Set exercise: Repeat the part of the waxing story below that starts at "Slowly I ease" and ends at "my foot down.", swapping "toilet" for "stool" wherever it occurs.

* Start Page *

So I headed to the bathroom. It was one of those "cold wax" kits. No melting a clump of hot wax, you just rub the strips
together in your hand, they get warm and you peel them apart and press them to your leg (or wherever else) and you pull the hair right off. No muss, no fuss. How hard can it be? I mean, I'm not a genius, but I am mechanically
inclined enough to figure this out.

So I pull one of the thin strips out. Its two strips facing each other stuck together. Instead of rubbing them together, my genius kicks in so I get out the hair dryer and heat it to 1000 degrees. No more "cold wax!" I
lay the strip across my thigh. Hold the skin around it tight & pull. OK, so it wasn't the best feeling, but it wasn't too bad. I can do this! It works!

Hair removal no longer eludes me! I am She-rah, fighter of all wayward body hair and maker of smooth skin extraordinaire. With my next wax strip I move north. After checking on the kids, I sneak back into the bathroom, for the ultimate hair fighting championship. I drop my panties and place one foot on the toilet. Using the same procedure, I apply the wax strip across the right side of my bikini
line, covering the right half of my hoo-ha and stretching down to the inside of my butt cheek (it was a long strip).

I inhale deeply and brace myself....RRRRIIIPPP!!!!

I'm blind!!! Blinded from pain!!!!....OH MY GAWD!!!!!!!!!
Vision returning, I notice that I've only managed to pull off half the strip. CRAP! Another deep breath and RIPP! I think I may pass out...must stay conscious...must stay conscious. Do I hear crashing drums??? Breathe, breathe...OK, back to normal. I want to see my trophy - a wax covered strip, the one that has caused me so much pain, with my hairy pelt sticking to it. I want to revel in the
glory that is my triumph over body hair. I hold up the strip! There's no hair on it.

Where is the hair??? WHERE IS THE WAX???

Slowly I ease my head down, foot still perched on the toilet. I see the hair. The hair that should be on the's not! I touch. I am touching wax.

I run my fingers over the most sensitive part of my body, which is now covered in cold wax and matted hair. Then I make the next BIG mistake...remember my foot is still propped upon the toilet? I know I need to do something. So I put my foot down.

Sealed shut! My butt is sealed shut!

I penguin walk around the bathroom trying to figure out what to do and think to myself, "Please don't let me get the urge to poop. My head may pop off!" What can I do to melt the wax?

Hot water!! Hot water melts wax!! I'll run the hottest water I can stand into the bathtub, get in, immerse the wax-covered bits and the wax should melt and I can gently wipe it off, right???

* End Page *
* Start Entries provided *

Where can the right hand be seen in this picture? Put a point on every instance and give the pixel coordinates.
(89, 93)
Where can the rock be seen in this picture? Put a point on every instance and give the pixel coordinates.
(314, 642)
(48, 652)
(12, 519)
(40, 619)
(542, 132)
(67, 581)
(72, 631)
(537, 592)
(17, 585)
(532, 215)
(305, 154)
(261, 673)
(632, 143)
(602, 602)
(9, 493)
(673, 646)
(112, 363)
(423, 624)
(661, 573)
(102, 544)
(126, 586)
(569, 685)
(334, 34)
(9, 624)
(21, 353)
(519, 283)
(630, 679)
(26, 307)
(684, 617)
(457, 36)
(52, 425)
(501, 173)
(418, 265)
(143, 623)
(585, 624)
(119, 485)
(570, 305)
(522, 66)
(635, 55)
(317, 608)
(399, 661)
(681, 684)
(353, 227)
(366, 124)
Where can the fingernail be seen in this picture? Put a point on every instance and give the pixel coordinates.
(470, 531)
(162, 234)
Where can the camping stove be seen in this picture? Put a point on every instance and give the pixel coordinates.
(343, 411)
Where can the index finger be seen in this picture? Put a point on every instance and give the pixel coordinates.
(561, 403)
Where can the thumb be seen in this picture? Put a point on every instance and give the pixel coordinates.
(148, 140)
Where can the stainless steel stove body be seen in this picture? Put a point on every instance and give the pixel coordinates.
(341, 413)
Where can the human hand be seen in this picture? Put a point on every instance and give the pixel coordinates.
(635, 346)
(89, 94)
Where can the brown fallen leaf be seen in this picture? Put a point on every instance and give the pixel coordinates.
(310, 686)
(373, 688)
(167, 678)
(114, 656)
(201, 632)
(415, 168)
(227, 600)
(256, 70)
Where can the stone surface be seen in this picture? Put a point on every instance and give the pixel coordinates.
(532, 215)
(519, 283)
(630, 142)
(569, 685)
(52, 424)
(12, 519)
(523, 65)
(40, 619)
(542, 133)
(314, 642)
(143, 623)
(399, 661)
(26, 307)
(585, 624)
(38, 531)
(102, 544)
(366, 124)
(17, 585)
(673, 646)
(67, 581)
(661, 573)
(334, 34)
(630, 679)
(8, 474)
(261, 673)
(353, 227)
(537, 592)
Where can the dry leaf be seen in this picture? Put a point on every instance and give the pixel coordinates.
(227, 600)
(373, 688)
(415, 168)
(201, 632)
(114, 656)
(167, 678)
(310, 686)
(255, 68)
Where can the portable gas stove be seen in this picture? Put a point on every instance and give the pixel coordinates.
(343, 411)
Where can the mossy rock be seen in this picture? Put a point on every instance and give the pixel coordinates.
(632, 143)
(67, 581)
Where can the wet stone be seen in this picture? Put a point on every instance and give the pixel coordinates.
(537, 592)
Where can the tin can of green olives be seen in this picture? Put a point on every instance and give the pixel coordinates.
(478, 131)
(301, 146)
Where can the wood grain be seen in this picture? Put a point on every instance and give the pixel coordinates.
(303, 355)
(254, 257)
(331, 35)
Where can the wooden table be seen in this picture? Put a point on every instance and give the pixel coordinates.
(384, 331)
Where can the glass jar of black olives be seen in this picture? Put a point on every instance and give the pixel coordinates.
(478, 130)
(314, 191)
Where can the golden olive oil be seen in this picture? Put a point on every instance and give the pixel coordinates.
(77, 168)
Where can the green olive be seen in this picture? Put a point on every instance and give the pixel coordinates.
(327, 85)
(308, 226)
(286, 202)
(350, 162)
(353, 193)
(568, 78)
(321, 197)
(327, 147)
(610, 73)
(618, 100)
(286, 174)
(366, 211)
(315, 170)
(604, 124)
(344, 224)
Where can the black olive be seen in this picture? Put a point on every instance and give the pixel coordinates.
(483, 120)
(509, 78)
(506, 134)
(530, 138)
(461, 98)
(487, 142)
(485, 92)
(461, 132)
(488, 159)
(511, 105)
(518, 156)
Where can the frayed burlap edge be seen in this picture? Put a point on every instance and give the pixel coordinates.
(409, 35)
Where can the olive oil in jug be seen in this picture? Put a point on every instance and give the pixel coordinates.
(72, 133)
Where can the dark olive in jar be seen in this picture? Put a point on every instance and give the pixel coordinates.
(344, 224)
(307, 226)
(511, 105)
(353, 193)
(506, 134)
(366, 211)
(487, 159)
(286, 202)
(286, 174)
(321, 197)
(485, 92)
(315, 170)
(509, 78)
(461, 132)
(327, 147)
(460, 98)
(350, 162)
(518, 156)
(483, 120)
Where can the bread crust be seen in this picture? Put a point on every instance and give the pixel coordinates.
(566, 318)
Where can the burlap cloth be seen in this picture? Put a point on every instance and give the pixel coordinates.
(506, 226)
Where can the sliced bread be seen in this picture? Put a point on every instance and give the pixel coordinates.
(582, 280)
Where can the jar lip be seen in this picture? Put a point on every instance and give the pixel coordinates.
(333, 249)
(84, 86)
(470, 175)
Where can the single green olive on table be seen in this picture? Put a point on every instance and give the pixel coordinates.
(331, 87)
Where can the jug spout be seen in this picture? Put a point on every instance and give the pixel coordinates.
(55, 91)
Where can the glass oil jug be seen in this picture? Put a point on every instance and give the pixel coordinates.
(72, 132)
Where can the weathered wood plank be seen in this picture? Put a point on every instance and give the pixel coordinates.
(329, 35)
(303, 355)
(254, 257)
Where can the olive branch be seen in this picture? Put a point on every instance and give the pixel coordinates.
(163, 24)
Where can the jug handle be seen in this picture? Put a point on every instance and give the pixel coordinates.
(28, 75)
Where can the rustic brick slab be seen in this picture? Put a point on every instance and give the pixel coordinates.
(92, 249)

* End Entries provided *

Exercise response:
Slowly I ease my head down, foot still perched on the stool. I see the hair. The hair that should be on the's not! I touch. I am touching wax.

I run my fingers over the most sensitive part of my body, which is now covered in cold wax and matted hair. Then I make the next BIG mistake...remember my foot is still propped upon the stool? I know I need to do something. So I put my foot down.